# Material shown
----

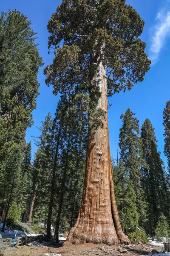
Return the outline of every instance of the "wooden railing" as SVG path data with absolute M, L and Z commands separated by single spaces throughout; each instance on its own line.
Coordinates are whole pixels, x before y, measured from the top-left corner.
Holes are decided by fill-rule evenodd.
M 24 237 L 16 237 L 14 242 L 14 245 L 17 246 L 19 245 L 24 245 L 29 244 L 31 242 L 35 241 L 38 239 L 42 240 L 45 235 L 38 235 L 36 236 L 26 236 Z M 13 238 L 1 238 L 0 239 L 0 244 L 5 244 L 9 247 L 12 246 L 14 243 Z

----

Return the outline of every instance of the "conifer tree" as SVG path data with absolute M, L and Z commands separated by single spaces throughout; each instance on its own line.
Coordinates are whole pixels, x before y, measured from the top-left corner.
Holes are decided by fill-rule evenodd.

----

# Exercise prompt
Count the lines in the data above that contain the word "every". Give only the number.

# Answer in full
2